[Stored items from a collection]
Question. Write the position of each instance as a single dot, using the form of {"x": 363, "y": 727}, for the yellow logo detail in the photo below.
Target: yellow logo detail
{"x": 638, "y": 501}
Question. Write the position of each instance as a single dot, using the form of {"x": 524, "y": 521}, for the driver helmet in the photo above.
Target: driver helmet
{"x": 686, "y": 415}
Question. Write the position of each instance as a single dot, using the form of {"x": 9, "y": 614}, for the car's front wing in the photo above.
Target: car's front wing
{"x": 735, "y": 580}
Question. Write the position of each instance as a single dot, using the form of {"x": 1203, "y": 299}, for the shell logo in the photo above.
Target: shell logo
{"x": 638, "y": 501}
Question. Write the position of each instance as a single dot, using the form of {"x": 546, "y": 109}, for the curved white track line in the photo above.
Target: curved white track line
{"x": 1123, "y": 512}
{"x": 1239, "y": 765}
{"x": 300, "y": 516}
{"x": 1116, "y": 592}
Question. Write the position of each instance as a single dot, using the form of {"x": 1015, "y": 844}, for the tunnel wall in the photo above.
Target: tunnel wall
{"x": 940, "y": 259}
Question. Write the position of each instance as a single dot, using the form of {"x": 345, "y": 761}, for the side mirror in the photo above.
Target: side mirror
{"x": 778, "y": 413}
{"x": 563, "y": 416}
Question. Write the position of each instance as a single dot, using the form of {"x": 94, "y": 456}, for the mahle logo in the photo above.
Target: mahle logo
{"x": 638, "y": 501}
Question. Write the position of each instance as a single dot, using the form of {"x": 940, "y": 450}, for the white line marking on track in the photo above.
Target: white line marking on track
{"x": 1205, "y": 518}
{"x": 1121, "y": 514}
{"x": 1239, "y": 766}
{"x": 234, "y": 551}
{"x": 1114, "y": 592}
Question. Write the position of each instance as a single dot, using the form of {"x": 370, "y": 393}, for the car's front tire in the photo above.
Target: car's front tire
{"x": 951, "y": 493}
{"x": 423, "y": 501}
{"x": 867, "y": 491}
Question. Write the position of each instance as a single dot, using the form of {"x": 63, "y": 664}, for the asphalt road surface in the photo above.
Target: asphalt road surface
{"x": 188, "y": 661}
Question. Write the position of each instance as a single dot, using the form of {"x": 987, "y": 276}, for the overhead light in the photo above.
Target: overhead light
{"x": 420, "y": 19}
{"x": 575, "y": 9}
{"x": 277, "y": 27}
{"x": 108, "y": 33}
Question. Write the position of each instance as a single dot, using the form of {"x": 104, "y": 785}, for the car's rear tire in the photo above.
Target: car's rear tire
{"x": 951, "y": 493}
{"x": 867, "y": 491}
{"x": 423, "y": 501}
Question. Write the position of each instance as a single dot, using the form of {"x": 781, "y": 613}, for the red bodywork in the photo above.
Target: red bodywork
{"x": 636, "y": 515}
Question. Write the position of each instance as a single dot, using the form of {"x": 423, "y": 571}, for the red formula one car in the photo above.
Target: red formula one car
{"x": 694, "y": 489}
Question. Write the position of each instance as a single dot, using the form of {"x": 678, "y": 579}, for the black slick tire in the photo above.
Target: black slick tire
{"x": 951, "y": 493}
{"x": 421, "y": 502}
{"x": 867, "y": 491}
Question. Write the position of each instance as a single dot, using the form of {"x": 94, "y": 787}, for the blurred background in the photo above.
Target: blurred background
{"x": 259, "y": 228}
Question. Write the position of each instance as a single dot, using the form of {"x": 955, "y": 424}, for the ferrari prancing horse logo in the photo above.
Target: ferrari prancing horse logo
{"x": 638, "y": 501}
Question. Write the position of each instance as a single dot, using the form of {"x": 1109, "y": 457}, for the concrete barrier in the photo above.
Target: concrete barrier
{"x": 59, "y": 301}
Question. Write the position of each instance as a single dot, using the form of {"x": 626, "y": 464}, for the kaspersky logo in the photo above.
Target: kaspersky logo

▶ _Work item_
Please print exactly the lines of the entries above, beginning with the line that contains "slick tire in the photo above." and ending with the last line.

▶ _Your solution_
Question. Write the position of each instance as a single dot, using the form of {"x": 678, "y": 579}, for the black slick tire in the photo above.
Target: black slick tire
{"x": 951, "y": 493}
{"x": 421, "y": 502}
{"x": 867, "y": 491}
Question. Write the position of each instance as a single dot, using the form of {"x": 94, "y": 787}, for the blurred background in the photo above.
Target: blurred background
{"x": 259, "y": 228}
Question. Write the position of each instance as a single dot, using the form of {"x": 955, "y": 424}, for the ferrari prancing horse logo in the photo above.
Target: ferrari prancing horse logo
{"x": 638, "y": 501}
Question. Write the position of each instance as a single dot, using the form of {"x": 1109, "y": 457}, for the concrete barrier in the photo above.
Target: concrete barrier
{"x": 59, "y": 301}
Question. Write the position of each instance as a single dot, using the form of {"x": 626, "y": 464}, for the kaspersky logo in the photo above.
Target: kaspersky logo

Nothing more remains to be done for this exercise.